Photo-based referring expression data

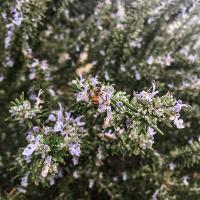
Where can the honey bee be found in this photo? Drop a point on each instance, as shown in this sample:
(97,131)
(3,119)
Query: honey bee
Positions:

* [Assignment] Total lines with "honey" in the records above: report that figure alone.

* [Expected answer] 2